Document excerpt –
----------

For that to happen, Alex Anthopoulos has to succeed within the box. The Jays have bats and they have young arms, and that’s something. Marcus Stroman is already a pro; Drew Hutchison has unexplored ability; Daniel Norris has that pretty curveball; Aaron Sanchez has room to grow, too.
“I think Aaron Sanchez could come into the rotation next year, health permitting, and be a very effective starter, because I believe he’s going to throw strikes and put the ball on the ground, and that’s going to allow him to pitch deep into games with tremendous stuff,” Anthopoulos says.
The Jays think they added some things that helped their pitchers stay healthy this year; they only used eight starters, and hope it can be replicated. There’s upside, sure.
And then there’s the box. The team’s central money issue has been well-documented; the Jays have a top-10 payroll, and Anthopoulos likes to point that out. He never complains.
But there’s no extra money. They had to get players to defer money to sign Ervin Santana at the start of the season, and then Santana bolted for Atlanta anyway. The Toronto Sun’s Bob Elliott, citing eight players, reported that Edward Rogers, the scion of the Rogers empire, told the team there would be money available at the deadline if the team was close. The team was close. Nothing happened.
Anthopoulos, for his part, insists the deadline wasn’t about the money.

----------

Data entries –
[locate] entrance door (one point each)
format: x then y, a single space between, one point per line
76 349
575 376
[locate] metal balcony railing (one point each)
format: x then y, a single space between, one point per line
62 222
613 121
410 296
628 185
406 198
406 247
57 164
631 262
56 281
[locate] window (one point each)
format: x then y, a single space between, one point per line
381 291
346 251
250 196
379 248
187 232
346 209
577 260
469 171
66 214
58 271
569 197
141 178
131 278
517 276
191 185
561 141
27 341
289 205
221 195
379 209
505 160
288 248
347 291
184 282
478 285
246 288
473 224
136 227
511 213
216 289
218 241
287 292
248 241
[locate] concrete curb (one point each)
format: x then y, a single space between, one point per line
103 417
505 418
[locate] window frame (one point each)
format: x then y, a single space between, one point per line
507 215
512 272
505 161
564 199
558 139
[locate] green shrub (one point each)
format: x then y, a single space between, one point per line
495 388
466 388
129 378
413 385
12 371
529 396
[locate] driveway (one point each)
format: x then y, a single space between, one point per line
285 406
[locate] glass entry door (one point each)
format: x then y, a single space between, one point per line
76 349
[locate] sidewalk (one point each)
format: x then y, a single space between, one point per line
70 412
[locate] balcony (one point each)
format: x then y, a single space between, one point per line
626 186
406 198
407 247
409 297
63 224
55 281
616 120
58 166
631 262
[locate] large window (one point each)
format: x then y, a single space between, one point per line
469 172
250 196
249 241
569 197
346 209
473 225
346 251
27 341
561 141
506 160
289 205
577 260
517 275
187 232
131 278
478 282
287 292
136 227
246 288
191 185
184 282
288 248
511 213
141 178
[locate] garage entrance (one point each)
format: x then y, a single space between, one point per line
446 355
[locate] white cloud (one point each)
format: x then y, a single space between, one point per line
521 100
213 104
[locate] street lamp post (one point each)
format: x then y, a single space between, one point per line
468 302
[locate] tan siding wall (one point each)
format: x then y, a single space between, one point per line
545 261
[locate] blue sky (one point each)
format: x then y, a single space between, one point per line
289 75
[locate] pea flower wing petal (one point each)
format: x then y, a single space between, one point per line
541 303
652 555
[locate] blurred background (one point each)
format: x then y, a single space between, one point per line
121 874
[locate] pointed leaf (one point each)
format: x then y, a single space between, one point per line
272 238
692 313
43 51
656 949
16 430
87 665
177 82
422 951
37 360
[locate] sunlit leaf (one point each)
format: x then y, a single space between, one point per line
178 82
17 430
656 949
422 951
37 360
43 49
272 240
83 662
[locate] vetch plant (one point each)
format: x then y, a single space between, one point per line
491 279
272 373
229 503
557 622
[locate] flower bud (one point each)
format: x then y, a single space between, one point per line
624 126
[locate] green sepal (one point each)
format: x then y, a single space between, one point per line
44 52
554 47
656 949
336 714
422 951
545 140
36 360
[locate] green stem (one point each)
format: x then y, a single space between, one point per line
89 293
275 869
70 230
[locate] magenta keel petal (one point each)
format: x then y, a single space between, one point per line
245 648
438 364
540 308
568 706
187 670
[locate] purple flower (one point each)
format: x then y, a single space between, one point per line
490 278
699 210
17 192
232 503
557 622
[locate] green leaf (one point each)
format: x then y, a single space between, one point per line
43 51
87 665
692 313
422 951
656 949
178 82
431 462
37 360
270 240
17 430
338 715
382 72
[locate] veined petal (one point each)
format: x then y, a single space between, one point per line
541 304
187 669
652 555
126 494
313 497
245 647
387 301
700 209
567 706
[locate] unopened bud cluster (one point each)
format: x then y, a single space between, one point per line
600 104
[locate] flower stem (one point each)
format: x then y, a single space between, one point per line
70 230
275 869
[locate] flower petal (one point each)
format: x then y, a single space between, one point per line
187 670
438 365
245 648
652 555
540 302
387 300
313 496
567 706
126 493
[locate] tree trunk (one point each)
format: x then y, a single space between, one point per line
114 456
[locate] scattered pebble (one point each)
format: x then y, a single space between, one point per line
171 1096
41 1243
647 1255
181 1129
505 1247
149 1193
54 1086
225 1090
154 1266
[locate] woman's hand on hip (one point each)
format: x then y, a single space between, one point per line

----------

Challenge –
Return everything from "For that to" down to "There’s upside, sure." in the Blue Jays passage above, copied word for word.

The reply –
For that to happen, Alex Anthopoulos has to succeed within the box. The Jays have bats and they have young arms, and that’s something. Marcus Stroman is already a pro; Drew Hutchison has unexplored ability; Daniel Norris has that pretty curveball; Aaron Sanchez has room to grow, too.
“I think Aaron Sanchez could come into the rotation next year, health permitting, and be a very effective starter, because I believe he’s going to throw strikes and put the ball on the ground, and that’s going to allow him to pitch deep into games with tremendous stuff,” Anthopoulos says.
The Jays think they added some things that helped their pitchers stay healthy this year; they only used eight starters, and hope it can be replicated. There’s upside, sure.